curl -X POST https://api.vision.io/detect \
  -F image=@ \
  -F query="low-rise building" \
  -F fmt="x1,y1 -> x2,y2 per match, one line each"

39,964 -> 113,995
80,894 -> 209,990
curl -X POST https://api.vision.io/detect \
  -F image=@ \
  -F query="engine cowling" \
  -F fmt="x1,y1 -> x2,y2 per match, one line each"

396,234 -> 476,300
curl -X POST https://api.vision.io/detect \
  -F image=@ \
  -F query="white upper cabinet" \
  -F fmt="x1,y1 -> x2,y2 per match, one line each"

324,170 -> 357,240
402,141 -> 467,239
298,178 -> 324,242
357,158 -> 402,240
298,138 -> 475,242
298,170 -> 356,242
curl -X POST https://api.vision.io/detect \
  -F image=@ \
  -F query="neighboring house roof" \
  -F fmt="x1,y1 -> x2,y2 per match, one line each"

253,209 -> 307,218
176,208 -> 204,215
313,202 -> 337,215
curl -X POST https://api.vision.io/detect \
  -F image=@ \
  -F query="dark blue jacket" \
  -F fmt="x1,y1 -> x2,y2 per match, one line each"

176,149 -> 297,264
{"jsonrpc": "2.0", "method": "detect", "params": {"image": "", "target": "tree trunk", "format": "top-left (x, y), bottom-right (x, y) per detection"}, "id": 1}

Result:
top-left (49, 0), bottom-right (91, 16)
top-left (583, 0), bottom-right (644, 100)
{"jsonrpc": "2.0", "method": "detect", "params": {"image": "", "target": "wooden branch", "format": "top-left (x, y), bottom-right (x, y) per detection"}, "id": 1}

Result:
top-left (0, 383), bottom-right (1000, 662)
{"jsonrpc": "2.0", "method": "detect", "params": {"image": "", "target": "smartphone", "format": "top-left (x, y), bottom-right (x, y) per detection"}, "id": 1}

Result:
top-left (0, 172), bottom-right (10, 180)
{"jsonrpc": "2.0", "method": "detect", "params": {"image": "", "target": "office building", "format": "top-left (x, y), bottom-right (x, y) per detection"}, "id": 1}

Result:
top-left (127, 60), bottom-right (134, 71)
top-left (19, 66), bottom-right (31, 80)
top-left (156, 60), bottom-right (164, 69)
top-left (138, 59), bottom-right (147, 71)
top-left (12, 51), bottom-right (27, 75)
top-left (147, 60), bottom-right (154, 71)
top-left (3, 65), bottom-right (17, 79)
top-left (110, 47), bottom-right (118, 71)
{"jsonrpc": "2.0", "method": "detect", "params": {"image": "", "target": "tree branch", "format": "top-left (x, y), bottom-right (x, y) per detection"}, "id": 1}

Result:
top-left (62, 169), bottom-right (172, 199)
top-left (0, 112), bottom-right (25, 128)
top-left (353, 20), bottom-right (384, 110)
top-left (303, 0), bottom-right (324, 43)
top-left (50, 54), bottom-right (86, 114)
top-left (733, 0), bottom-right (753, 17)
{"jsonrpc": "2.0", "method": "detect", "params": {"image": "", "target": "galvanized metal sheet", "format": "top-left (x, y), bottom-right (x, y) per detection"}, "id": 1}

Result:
################
• [TASK TO COMPLETE] Reproduce all of the data above word for word, keeping every line in its original order.

• [ANSWER TO THE PROBLEM]
curl -X POST https://api.vision.io/detect \
  -F image=@ \
  -F query="low-rise building" \
  -F fmt="x1,y1 -> x2,y2 per match, one line each"

39,964 -> 113,995
80,894 -> 209,990
curl -X POST https://api.vision.io/detect \
  -F image=@ \
  -F query="engine cowling" \
  -F fmt="x1,y1 -> x2,y2 per match, one line each"

396,234 -> 476,300
curl -X POST https://api.vision.io/detect \
  -F image=@ \
  -F query="white upper cabinet" \
  -F fmt="x1,y1 -> x2,y2 per match, one line each"

324,170 -> 357,240
402,141 -> 467,239
298,178 -> 324,242
357,158 -> 402,240
298,138 -> 475,242
298,170 -> 356,242
curl -X POST https://api.vision.io/detect \
  -F image=@ \
  -F query="neighboring house roof" \
  -F fmt="x1,y1 -> x2,y2 per match, one line each"

253,209 -> 307,218
176,208 -> 204,215
313,202 -> 337,215
curl -X POST https://api.vision.io/detect \
  -F image=@ \
  -F query="dark blue jacket" \
  -F fmt="x1,y1 -> x2,y2 per match, one line each"

176,149 -> 297,264
{"jsonrpc": "2.0", "method": "detect", "params": {"image": "", "target": "tree trunk", "format": "top-left (x, y), bottom-right (x, y) per detection"}, "id": 1}

Result:
top-left (49, 0), bottom-right (91, 16)
top-left (583, 0), bottom-right (644, 100)
{"jsonrpc": "2.0", "method": "detect", "params": {"image": "", "target": "wooden branch", "format": "top-left (x, y), bottom-right (x, y) per detection"}, "id": 1}

Result:
top-left (0, 383), bottom-right (1000, 662)
{"jsonrpc": "2.0", "method": "detect", "params": {"image": "", "target": "smartphone", "format": "top-left (x, y), bottom-right (x, y) per detection"}, "id": 1}

Result:
top-left (0, 172), bottom-right (10, 180)
{"jsonrpc": "2.0", "method": "detect", "params": {"image": "", "target": "office building", "format": "top-left (x, y), bottom-right (x, y) per detection"}, "id": 1}

Result:
top-left (127, 60), bottom-right (134, 71)
top-left (19, 66), bottom-right (31, 80)
top-left (156, 60), bottom-right (164, 69)
top-left (138, 59), bottom-right (147, 71)
top-left (12, 51), bottom-right (27, 75)
top-left (147, 60), bottom-right (154, 71)
top-left (3, 65), bottom-right (17, 79)
top-left (110, 47), bottom-right (118, 71)
{"jsonrpc": "2.0", "method": "detect", "params": {"image": "", "target": "tree branch", "format": "top-left (x, y), bottom-right (x, y) per detection"}, "id": 1}

Result:
top-left (62, 169), bottom-right (172, 199)
top-left (0, 112), bottom-right (25, 128)
top-left (353, 20), bottom-right (384, 110)
top-left (303, 0), bottom-right (324, 43)
top-left (50, 54), bottom-right (86, 114)
top-left (733, 0), bottom-right (753, 17)
{"jsonrpc": "2.0", "method": "detect", "params": {"image": "", "target": "galvanized metal sheet", "format": "top-left (x, y), bottom-right (x, y) per detection"}, "id": 1}

Result:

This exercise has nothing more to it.